[Work required]: Every line of the data below that holds the string "task" needs to be reported.

[[ Stored data open ]]

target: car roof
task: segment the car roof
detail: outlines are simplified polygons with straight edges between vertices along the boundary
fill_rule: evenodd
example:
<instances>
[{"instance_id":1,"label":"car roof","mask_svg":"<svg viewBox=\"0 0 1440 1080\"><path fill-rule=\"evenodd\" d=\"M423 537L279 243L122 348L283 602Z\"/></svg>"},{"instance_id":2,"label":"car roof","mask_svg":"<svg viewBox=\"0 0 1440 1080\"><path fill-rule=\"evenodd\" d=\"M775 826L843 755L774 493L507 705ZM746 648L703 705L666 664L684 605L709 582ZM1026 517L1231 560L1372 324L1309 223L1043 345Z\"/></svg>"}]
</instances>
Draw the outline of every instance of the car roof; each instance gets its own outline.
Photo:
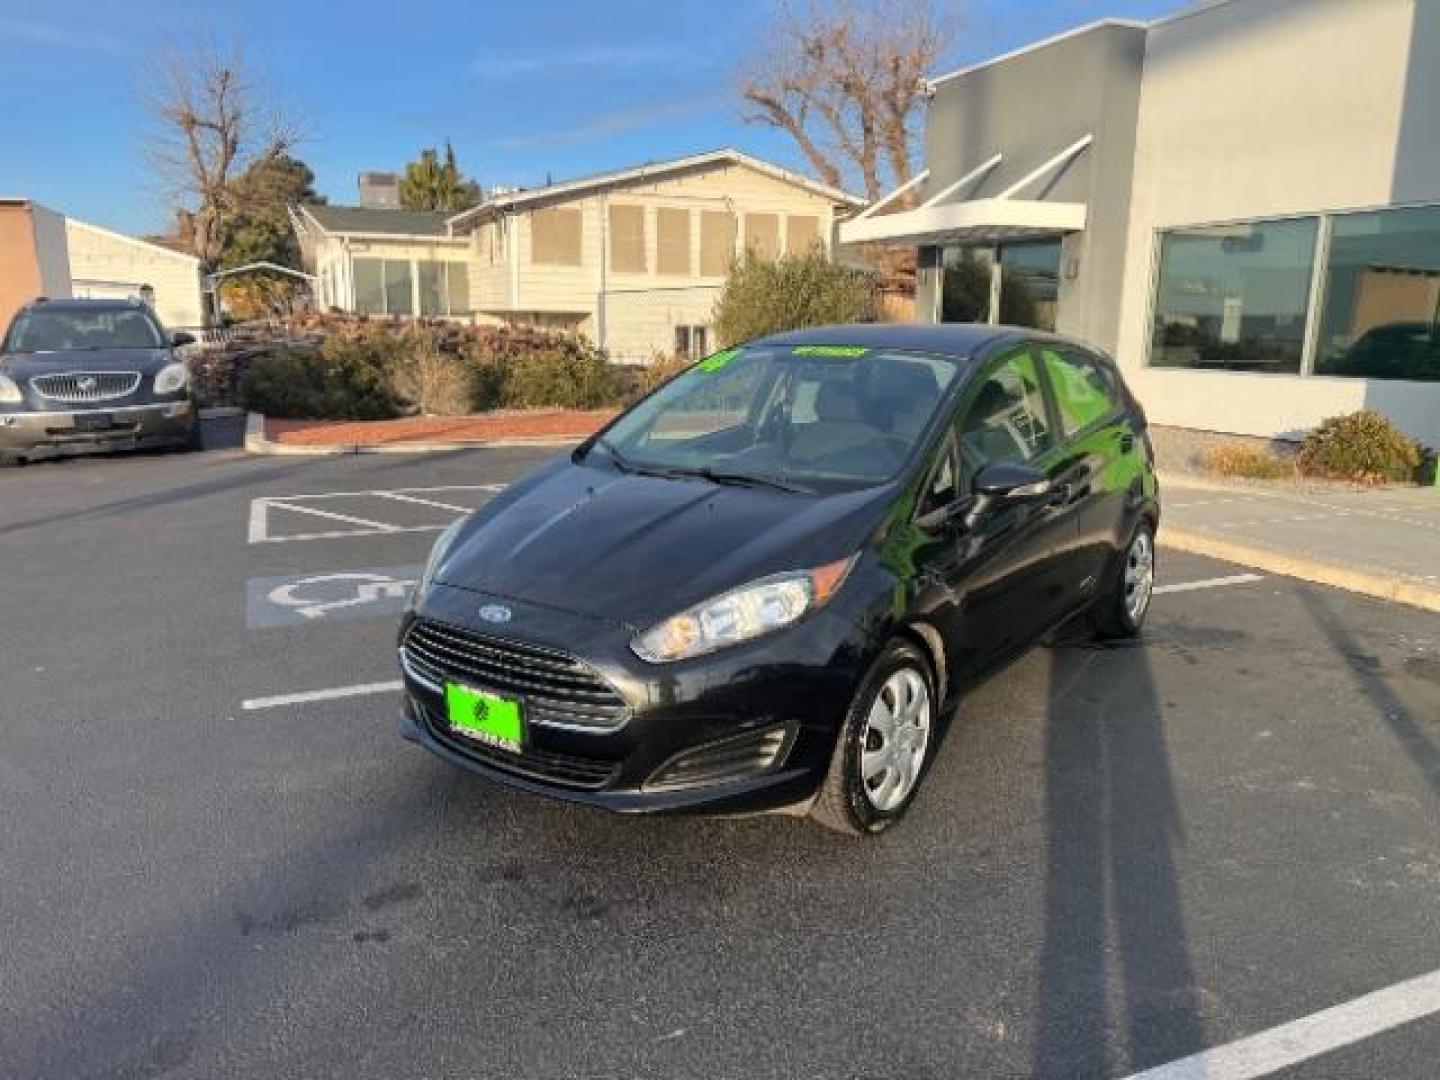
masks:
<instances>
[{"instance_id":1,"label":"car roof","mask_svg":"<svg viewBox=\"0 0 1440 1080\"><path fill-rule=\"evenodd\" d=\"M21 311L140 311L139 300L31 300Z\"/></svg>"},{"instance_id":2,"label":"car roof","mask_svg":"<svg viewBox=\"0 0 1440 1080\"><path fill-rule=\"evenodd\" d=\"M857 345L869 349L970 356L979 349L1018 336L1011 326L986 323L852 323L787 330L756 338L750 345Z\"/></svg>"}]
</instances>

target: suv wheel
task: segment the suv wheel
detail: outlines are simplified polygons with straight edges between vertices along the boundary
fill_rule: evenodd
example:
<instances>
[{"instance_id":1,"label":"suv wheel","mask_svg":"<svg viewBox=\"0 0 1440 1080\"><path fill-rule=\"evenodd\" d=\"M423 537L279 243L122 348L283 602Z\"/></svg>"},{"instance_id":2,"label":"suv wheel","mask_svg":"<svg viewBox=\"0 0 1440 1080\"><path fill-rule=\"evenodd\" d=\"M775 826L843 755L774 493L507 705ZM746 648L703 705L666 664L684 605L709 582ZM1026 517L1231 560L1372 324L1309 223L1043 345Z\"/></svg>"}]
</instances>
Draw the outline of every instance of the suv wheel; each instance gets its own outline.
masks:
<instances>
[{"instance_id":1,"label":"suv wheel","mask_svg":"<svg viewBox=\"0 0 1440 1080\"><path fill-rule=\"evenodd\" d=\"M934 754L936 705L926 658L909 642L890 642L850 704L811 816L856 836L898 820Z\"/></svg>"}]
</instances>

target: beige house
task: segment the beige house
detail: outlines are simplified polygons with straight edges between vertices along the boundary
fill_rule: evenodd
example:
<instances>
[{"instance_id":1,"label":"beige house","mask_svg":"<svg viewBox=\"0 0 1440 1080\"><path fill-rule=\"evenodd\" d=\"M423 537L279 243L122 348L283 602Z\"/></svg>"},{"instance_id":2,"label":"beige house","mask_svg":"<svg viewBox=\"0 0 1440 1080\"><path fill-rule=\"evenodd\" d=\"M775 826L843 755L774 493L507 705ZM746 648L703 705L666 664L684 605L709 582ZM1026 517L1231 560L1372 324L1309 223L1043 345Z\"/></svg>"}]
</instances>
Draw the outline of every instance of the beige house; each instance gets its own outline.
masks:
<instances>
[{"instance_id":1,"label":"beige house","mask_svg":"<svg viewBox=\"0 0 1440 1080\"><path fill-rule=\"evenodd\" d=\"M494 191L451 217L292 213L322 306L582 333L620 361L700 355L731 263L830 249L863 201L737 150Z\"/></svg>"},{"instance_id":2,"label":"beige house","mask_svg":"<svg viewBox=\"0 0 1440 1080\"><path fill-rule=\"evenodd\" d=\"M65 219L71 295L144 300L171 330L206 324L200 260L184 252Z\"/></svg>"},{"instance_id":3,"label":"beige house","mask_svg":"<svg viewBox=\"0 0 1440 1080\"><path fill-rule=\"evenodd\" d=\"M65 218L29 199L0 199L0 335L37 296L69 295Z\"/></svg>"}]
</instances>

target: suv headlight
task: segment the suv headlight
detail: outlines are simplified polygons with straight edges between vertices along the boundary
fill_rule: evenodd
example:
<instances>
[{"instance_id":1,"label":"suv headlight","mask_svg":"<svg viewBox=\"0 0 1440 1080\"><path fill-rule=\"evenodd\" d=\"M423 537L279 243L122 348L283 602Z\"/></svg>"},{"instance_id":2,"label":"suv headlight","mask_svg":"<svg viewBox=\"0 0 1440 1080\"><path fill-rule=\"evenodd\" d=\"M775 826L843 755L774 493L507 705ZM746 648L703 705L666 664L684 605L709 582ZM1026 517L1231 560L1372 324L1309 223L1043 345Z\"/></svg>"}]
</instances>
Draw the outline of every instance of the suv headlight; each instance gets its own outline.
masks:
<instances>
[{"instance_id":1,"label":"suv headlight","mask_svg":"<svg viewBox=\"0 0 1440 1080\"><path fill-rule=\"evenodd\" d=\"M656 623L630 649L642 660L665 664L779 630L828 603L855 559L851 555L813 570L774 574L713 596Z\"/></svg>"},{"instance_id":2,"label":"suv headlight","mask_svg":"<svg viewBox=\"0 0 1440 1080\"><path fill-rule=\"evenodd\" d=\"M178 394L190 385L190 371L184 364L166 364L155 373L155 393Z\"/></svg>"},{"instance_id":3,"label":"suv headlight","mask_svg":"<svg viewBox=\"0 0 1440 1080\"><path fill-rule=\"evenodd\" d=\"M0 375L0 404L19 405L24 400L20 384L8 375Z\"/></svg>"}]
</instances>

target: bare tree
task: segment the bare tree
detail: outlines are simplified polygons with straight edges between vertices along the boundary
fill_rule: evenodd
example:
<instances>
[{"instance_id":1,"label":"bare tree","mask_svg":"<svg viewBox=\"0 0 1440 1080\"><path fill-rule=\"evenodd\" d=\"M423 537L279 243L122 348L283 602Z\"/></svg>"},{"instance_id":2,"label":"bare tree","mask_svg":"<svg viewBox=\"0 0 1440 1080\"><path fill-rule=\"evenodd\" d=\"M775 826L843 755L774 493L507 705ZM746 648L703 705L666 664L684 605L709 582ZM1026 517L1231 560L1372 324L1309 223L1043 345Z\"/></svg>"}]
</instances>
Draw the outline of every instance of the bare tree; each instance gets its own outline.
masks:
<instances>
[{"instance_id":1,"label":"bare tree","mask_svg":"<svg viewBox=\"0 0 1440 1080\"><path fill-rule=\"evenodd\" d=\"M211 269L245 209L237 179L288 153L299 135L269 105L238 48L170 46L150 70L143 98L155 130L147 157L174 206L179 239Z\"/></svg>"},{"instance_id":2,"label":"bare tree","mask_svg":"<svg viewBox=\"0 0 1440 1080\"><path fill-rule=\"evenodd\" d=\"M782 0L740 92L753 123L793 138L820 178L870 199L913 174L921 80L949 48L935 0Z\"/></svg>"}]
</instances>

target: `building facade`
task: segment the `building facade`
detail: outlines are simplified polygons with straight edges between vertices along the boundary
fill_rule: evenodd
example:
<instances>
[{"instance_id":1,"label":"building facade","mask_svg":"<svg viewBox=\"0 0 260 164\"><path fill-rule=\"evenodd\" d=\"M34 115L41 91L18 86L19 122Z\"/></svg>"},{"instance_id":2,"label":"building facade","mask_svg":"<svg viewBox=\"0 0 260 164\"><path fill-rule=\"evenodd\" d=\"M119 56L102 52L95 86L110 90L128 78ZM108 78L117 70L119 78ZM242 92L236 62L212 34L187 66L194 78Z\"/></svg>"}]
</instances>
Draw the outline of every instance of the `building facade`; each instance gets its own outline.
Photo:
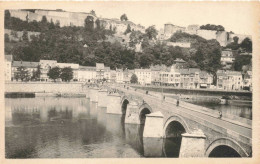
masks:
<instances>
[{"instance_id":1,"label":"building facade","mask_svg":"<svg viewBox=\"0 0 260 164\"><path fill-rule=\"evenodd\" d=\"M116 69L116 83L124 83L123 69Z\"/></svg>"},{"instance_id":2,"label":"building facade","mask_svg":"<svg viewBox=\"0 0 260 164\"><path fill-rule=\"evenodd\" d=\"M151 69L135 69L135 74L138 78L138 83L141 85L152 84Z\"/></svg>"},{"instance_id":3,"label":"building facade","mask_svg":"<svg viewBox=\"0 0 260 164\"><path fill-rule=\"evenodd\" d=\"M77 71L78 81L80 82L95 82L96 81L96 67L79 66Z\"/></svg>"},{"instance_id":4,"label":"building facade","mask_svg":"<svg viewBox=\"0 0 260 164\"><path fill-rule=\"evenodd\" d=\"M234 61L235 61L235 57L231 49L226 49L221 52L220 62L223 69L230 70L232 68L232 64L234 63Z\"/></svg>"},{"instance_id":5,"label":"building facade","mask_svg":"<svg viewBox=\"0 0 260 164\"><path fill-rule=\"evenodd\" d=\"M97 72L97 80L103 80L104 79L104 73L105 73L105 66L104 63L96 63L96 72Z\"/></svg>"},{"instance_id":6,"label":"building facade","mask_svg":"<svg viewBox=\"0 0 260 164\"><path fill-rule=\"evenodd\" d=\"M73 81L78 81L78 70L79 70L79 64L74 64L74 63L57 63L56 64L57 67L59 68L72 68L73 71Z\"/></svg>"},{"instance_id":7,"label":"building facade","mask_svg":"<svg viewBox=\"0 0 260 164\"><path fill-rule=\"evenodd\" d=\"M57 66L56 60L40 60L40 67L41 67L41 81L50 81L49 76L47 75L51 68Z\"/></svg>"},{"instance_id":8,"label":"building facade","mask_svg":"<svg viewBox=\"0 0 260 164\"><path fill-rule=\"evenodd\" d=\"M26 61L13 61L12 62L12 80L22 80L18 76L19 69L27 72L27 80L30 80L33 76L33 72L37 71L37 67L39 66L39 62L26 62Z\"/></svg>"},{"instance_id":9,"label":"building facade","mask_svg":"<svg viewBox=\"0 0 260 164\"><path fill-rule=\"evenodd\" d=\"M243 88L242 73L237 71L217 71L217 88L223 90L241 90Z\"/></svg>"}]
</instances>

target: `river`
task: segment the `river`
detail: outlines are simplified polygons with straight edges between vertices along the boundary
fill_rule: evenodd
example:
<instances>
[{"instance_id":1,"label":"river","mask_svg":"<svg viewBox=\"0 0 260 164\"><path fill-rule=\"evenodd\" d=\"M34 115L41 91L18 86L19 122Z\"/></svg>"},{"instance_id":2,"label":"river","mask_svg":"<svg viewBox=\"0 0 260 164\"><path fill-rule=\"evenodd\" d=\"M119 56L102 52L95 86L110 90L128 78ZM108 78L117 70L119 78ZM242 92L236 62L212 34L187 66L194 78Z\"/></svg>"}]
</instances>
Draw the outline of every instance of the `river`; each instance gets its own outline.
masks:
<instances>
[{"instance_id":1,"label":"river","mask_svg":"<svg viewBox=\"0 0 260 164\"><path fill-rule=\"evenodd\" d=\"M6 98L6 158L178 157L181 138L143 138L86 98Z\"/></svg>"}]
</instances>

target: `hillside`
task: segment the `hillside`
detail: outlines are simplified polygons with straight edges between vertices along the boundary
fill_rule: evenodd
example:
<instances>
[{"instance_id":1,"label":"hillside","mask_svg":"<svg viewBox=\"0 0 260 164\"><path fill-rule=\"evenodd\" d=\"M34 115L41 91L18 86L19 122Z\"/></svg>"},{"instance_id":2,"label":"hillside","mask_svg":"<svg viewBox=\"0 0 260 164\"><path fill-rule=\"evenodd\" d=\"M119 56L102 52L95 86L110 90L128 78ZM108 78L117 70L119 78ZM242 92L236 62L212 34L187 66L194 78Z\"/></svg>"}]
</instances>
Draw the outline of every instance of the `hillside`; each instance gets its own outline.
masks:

[[ Stored data closed ]]

[Solution to this problem]:
task: segment the car roof
task: segment the suv wheel
task: segment the beige house
task: segment the suv headlight
task: segment the bare tree
task: segment the `building facade`
task: segment the `river`
task: segment the `hillside`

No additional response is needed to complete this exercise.